# Aeropress (and Aergrind) travel case advice



## Badgerman (Nov 23, 2017)

I didn't get the Totes bag with my Aeropress as the reviews looked pants.

I've just ordered an Aergrind, so bar filters it should be compact. What do you guys use as cases for these for travelling?

It will be ok my bike bag to work and suitcases traveling etc.


----------



## DavidBondy (Aug 17, 2010)

Badgerman said:


> I've just ordered an Aergrind, so bar filters it should be compact. What do you guys use as cases for these for travelling?


When I bought my Aeropress, it came with the tote bag. I've had to re-sew the zip on at one end but it's great. I keep the Aeropress, Aergrind, Presto, stainless steel filters, scales and all the odds and sods in it. There's a bit of knack to packing it! It's flown over 150,000 miles without problems!


----------



## MogCoffee (May 12, 2018)

Yeah the tote bag is a bit bolocks ....basically cheap plastic thin pencil case! As D-B above said it's handy for holding all in one place. I sometimes use old hemp or material bag (same material as what the green beans come in). Can sneak in a small bag of beans too.


----------



## hotmetal (Oct 31, 2013)

You're right in saying the tote bag is the flimsiest of excuses for a pencil case. A quality item it is not. Put too much in it (or fail to correctly position everything) and before you know it the zip starts to pull holes where it's stitched to the cheap bag material.

However it is just the right size, and does the job if you take a little care in how you pack it. I can easily do the zip up with no straining with everything you see in the attached picture. Actually I don't even bother with the scales mostly, because I pre-weigh beans into those little round pots (Sainsbury's kitchen section) which hold upto 15g each, and the bigger rectangular pot holds more like 90g.

However if someone comes up with a better quality bag of similar size I'd be interested (It's a fair bit bigger than your average pencil case)









_______

Eat, drink and be merry


----------



## Lb1 (May 19, 2018)

Looks like a packing cube you'd use for traveling. You could use one of those as they come in various sizes.


----------



## Amvantage (Jun 20, 2018)

Nice little travel set up there.


----------

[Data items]

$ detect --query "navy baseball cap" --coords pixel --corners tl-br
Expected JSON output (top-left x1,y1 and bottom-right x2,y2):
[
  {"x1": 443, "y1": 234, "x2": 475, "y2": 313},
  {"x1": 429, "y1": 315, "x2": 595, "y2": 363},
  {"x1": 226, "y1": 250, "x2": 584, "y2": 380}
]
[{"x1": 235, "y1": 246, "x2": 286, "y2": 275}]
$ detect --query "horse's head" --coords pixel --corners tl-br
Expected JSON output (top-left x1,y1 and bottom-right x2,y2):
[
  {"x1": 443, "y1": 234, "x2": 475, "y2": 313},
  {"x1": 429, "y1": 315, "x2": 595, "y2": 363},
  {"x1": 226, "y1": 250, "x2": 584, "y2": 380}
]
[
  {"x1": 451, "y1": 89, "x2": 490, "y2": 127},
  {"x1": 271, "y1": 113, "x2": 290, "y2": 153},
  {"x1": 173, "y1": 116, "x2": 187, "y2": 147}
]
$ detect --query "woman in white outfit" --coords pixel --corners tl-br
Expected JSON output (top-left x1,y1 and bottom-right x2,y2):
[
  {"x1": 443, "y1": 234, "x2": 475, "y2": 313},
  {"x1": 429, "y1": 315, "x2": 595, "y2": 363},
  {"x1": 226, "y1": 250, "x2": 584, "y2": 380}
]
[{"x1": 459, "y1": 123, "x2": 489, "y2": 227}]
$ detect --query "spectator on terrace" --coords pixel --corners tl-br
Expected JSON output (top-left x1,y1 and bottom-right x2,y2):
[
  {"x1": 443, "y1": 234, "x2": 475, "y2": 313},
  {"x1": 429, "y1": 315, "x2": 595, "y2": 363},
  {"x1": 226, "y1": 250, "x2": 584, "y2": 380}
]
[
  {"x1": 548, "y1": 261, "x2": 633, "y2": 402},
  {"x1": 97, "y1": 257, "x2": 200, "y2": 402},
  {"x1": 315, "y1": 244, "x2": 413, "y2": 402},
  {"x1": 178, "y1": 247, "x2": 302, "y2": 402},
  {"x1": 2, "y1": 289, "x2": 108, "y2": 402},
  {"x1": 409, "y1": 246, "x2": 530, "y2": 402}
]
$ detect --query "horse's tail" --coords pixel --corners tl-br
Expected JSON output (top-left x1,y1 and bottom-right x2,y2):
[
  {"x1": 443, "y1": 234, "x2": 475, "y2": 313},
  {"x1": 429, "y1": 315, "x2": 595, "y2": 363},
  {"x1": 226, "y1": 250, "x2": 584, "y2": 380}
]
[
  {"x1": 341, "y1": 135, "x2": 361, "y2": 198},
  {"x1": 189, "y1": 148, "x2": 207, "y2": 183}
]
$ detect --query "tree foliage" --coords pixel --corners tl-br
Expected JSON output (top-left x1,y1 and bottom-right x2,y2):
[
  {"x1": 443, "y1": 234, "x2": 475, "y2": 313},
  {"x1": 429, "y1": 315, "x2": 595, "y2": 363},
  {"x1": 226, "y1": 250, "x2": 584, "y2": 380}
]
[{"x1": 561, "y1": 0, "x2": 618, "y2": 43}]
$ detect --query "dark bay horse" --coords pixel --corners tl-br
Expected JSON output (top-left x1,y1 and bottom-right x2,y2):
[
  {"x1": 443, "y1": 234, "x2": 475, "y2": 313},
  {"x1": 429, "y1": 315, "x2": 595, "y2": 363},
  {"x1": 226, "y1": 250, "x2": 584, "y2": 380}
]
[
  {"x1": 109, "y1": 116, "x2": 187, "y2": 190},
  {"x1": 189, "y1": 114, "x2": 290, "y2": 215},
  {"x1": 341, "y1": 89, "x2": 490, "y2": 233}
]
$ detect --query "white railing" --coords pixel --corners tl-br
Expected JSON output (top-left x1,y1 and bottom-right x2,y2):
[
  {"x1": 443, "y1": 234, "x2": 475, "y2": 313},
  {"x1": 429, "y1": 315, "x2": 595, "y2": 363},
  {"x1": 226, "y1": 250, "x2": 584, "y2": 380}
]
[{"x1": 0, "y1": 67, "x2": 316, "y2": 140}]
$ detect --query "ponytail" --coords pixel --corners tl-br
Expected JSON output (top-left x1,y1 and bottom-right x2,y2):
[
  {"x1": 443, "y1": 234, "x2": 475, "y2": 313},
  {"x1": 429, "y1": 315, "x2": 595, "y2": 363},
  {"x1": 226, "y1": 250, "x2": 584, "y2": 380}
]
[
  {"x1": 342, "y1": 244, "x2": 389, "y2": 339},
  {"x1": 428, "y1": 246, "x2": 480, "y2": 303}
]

==

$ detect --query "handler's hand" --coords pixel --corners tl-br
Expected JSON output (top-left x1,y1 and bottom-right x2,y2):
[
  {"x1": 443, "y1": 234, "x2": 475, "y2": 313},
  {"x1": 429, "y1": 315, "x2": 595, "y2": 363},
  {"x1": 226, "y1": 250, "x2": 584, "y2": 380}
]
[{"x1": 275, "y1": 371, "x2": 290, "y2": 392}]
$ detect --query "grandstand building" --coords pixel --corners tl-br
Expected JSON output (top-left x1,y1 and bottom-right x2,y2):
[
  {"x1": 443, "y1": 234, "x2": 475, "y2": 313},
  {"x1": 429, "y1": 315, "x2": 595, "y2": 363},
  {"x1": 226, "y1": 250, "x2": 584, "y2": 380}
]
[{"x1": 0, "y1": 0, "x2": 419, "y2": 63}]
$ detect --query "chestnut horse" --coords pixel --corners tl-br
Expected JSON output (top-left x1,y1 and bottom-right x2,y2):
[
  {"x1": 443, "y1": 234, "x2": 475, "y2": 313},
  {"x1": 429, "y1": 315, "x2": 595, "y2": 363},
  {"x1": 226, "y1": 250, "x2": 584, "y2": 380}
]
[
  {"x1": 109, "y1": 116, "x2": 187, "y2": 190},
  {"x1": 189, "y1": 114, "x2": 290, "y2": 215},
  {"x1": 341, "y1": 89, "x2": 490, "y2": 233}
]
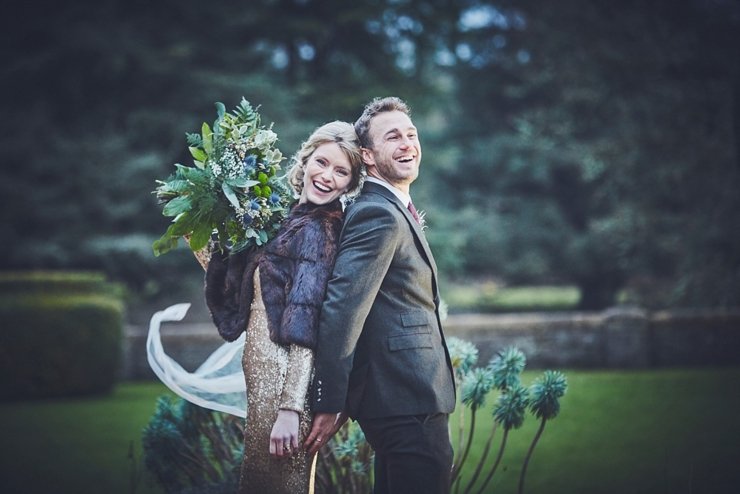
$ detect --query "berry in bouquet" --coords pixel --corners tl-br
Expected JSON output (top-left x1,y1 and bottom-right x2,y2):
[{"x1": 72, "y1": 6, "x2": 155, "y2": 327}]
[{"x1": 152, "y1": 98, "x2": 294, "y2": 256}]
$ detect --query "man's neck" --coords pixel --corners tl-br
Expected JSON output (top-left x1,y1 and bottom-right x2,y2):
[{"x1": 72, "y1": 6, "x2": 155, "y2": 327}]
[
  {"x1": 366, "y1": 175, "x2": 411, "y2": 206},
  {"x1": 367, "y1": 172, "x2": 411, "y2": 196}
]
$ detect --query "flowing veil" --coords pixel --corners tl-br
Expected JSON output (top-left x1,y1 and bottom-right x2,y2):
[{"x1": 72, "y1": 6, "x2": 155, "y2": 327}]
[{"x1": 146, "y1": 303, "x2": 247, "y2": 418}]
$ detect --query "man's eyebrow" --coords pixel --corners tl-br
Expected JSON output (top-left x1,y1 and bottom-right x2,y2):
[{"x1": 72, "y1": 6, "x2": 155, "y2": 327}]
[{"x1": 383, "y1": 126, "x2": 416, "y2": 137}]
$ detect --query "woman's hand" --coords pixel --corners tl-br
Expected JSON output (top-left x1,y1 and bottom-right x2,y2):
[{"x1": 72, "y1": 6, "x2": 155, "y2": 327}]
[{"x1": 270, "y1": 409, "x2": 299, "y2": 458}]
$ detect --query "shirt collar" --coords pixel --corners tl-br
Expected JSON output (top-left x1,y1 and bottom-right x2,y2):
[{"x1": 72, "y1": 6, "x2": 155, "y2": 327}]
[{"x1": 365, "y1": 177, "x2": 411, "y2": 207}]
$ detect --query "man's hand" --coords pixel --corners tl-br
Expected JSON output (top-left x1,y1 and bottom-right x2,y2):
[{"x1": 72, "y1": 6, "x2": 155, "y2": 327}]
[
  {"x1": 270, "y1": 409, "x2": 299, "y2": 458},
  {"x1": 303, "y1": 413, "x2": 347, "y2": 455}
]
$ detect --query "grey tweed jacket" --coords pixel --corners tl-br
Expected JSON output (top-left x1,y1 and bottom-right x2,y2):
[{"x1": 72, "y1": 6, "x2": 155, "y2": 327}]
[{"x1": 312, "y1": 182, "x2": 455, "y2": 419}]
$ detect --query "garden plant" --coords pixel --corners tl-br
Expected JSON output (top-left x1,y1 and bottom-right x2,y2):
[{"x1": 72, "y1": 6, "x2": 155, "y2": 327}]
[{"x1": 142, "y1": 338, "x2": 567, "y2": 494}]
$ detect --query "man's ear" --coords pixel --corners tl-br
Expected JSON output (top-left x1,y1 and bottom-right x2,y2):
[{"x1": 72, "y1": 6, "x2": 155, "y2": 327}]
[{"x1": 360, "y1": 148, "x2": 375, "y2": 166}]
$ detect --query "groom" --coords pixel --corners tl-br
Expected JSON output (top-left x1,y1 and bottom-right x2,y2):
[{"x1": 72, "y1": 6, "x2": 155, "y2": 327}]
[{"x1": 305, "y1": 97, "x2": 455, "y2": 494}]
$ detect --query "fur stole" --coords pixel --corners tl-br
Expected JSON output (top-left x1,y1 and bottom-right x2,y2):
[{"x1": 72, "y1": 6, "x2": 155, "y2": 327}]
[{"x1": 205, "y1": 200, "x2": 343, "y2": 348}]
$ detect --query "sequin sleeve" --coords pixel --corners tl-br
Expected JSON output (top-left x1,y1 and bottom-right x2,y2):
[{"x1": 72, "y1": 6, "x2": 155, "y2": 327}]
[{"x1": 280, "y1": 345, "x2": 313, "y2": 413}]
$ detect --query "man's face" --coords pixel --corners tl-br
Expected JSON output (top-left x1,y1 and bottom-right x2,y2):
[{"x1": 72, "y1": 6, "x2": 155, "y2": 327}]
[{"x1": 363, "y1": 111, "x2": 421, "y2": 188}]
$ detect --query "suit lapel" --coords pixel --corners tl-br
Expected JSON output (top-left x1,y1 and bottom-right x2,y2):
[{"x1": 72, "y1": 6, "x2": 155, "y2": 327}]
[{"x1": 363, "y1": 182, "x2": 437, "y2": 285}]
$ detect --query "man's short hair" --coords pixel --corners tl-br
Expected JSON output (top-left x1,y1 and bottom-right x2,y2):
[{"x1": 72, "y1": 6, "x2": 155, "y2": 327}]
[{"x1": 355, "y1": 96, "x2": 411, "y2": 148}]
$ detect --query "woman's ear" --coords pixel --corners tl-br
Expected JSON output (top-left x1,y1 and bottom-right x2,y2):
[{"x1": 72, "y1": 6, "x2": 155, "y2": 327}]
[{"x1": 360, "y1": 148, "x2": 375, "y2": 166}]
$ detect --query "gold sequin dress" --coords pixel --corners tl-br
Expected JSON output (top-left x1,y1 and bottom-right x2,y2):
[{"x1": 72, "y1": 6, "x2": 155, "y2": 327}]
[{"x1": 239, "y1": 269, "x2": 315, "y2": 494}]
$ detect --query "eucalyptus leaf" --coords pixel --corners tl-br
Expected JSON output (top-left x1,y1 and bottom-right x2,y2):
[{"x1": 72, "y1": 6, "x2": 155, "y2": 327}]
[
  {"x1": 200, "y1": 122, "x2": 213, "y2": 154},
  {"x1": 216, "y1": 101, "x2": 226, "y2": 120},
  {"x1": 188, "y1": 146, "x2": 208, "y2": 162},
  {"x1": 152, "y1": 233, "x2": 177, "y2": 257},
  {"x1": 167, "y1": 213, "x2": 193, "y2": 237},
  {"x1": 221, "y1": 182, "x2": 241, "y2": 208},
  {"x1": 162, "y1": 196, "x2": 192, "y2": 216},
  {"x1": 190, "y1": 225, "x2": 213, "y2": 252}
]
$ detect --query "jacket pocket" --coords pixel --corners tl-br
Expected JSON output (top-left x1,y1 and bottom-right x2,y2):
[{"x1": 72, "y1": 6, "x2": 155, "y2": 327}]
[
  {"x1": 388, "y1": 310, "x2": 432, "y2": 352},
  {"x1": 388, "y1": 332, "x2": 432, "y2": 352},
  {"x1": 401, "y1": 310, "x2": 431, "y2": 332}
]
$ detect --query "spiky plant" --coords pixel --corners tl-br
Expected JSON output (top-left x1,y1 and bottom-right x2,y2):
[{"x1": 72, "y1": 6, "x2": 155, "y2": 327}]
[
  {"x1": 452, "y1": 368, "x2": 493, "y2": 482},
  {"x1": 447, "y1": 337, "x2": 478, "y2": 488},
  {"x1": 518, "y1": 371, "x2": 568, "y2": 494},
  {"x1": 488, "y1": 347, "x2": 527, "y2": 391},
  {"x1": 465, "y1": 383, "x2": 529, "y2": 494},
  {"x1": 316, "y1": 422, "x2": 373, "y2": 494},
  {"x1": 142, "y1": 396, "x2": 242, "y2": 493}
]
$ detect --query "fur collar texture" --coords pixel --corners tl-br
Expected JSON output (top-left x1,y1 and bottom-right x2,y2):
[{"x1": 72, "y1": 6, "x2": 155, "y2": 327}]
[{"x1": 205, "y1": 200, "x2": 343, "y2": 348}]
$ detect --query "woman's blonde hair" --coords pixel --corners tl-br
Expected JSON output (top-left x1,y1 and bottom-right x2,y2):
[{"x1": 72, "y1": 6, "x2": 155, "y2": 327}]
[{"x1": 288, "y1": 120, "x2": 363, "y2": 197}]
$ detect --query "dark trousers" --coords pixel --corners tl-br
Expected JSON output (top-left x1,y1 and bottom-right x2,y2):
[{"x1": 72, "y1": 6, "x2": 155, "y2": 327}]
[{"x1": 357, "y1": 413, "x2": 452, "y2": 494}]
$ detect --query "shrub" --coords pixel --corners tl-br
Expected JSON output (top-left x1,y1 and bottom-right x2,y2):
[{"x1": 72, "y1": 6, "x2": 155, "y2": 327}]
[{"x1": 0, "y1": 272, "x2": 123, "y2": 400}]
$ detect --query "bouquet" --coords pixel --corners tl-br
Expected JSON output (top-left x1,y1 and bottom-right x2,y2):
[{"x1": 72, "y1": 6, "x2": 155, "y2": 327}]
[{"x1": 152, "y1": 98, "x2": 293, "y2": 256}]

To-do list:
• 1. In the Aeropress travel case thread, why does hotmetal mostly not bother with the scales?
• 2. From the Aeropress travel case thread, extract the passage that begins at the words "However it is" and stops after the words "average pencil case)".

Answers in order:
• 1. hotmetal pre-weighs the beans into little round pots from the Sainsbury's kitchen section, which hold up to 15g each. A bigger rectangular pot holds about 90g.

• 2.
However it is just the right size, and does the job if you take a little care in how you pack it. I can easily do the zip up with no straining with everything you see in the attached picture. Actually I don't even bother with the scales mostly, because I pre-weigh beans into those little round pots (Sainsbury's kitchen section) which hold upto 15g each, and the bigger rectangular pot holds more like 90g.

However if someone comes up with a better quality bag of similar size I'd be interested (It's a fair bit bigger than your average pencil case)